(Stored data entries)

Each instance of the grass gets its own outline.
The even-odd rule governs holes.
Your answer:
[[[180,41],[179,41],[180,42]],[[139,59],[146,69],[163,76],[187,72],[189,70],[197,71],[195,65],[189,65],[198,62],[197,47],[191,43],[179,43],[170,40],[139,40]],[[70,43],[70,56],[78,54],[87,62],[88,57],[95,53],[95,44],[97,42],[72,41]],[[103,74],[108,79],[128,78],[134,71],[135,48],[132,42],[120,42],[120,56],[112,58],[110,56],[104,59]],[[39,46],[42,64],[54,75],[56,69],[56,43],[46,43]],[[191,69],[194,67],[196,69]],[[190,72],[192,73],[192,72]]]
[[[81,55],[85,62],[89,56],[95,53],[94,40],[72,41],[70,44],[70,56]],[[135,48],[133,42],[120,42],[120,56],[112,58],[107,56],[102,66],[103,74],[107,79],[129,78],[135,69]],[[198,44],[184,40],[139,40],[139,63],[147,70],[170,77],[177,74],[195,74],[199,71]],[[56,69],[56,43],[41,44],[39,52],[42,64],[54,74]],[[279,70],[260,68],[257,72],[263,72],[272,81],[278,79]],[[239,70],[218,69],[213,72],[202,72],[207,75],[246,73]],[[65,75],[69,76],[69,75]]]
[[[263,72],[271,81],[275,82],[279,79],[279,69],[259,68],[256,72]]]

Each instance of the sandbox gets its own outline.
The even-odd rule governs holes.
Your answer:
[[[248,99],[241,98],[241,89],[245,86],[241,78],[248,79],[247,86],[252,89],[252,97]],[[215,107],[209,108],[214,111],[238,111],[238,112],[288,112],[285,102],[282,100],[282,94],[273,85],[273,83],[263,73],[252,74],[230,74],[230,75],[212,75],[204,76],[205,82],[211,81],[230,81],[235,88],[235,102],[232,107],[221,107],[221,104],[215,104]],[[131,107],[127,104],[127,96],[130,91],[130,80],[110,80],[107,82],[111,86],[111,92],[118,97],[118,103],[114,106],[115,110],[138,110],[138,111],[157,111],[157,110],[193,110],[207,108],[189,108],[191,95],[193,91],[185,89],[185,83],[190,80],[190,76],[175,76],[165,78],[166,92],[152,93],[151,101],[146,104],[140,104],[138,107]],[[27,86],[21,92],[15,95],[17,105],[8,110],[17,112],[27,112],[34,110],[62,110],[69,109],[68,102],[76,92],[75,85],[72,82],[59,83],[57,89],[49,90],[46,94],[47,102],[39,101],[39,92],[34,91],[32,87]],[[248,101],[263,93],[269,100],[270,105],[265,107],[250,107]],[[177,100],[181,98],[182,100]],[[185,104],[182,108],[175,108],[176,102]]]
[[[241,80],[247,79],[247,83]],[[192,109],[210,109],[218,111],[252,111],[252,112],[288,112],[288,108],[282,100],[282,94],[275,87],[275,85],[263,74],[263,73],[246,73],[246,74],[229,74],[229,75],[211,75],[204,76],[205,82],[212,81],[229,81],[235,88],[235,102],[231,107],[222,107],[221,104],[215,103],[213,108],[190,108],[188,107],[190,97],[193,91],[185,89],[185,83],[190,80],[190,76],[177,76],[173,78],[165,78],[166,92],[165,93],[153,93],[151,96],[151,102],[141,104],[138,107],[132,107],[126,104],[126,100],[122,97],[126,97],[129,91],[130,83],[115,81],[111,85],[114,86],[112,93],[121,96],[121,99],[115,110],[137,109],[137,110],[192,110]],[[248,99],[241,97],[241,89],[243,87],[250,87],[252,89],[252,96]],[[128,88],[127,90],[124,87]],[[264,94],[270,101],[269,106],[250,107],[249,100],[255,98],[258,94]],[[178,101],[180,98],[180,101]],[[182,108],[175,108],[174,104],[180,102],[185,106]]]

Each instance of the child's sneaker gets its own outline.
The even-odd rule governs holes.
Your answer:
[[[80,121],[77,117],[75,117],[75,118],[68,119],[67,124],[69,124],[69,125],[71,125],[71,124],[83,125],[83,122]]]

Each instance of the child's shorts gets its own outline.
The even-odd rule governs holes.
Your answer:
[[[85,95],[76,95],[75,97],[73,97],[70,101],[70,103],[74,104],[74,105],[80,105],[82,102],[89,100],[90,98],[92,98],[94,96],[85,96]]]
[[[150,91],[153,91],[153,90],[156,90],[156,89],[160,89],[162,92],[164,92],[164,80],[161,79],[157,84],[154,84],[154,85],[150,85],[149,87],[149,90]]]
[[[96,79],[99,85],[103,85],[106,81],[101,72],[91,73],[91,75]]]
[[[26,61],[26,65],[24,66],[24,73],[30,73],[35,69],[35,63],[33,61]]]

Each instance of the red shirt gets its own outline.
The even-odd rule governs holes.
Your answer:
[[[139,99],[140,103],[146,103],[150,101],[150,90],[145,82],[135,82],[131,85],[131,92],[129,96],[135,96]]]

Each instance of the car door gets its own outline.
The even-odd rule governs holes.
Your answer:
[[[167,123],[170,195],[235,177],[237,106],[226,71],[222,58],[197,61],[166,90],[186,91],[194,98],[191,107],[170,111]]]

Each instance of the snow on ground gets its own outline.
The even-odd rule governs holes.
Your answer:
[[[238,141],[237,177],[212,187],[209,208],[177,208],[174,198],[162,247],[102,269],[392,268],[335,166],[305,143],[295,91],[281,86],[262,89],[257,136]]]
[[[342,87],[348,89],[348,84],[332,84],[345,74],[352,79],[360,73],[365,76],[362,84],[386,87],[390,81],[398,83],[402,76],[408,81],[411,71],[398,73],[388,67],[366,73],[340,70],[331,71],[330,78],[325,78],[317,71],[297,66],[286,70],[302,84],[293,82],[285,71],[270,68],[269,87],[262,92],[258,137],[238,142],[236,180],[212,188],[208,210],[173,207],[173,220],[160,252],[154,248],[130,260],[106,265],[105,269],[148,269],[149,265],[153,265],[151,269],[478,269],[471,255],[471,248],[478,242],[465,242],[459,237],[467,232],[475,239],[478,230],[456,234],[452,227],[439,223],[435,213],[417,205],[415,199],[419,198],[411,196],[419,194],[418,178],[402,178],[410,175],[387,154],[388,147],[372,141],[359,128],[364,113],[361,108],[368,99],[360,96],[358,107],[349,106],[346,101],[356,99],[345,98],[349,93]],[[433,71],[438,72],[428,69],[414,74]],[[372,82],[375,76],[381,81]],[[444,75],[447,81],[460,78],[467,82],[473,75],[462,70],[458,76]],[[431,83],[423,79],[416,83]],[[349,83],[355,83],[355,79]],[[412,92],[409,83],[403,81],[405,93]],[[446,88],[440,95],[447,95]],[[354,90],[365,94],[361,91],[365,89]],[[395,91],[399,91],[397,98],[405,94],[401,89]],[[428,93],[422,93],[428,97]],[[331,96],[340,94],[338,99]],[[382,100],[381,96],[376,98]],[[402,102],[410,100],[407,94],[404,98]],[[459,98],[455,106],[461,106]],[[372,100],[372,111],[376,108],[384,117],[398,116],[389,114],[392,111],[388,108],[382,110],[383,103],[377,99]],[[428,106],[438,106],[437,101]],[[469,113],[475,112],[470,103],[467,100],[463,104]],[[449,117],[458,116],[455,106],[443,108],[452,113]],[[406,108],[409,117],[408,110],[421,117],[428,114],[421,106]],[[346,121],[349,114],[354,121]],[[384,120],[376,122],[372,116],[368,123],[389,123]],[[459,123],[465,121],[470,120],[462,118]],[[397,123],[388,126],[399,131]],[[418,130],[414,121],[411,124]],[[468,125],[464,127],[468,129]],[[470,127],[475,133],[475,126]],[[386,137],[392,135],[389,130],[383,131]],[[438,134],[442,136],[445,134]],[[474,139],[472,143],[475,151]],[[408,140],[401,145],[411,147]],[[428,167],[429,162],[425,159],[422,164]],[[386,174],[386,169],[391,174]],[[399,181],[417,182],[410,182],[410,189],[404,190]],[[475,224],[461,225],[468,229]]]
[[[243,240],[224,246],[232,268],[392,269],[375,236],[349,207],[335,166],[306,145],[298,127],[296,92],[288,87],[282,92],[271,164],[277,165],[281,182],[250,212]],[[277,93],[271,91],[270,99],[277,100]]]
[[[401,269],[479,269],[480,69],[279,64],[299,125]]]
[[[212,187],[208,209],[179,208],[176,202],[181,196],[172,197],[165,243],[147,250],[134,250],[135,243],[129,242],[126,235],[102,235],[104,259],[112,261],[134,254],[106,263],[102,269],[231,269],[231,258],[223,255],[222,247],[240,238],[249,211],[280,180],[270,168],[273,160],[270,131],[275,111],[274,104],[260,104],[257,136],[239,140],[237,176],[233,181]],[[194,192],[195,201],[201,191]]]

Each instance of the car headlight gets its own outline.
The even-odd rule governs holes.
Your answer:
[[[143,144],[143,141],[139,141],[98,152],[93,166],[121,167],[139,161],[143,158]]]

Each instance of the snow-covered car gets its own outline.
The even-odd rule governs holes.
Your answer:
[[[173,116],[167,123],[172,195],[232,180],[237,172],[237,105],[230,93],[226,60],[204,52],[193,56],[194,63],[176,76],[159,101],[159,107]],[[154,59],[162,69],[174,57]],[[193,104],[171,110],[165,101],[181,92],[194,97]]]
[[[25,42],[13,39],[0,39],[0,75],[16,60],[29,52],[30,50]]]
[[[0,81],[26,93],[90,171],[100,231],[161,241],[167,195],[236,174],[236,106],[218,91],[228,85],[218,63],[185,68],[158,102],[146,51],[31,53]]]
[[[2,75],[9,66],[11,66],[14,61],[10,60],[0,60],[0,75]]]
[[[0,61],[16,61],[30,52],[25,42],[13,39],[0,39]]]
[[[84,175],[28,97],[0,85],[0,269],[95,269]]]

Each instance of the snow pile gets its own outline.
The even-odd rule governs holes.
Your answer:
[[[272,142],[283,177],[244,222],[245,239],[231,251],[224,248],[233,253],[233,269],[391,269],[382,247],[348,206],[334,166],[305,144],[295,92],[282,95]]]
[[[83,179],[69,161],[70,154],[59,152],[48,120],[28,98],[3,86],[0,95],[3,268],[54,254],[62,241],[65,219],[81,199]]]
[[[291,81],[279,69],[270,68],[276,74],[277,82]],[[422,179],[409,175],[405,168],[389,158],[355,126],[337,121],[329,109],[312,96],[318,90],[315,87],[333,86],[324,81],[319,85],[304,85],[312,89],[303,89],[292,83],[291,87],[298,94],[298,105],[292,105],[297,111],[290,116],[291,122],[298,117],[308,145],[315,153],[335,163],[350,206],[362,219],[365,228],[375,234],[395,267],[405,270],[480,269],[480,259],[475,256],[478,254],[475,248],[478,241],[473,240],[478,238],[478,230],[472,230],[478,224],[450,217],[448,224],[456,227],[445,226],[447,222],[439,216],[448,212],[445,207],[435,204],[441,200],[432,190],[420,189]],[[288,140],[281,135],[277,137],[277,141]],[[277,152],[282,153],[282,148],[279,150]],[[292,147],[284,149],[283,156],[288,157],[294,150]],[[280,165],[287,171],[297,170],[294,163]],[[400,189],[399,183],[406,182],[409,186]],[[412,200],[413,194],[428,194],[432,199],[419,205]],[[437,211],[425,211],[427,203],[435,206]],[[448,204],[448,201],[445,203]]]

_BRIEF_.
Note every line of the entries in which "snow" appears, and copy it down.

_TASK RESULT_.
Each instance of the snow on ground gets its own outline.
Each instance of the snow-covered car gets its own outline.
Each instance of the snow pile gets its own outline.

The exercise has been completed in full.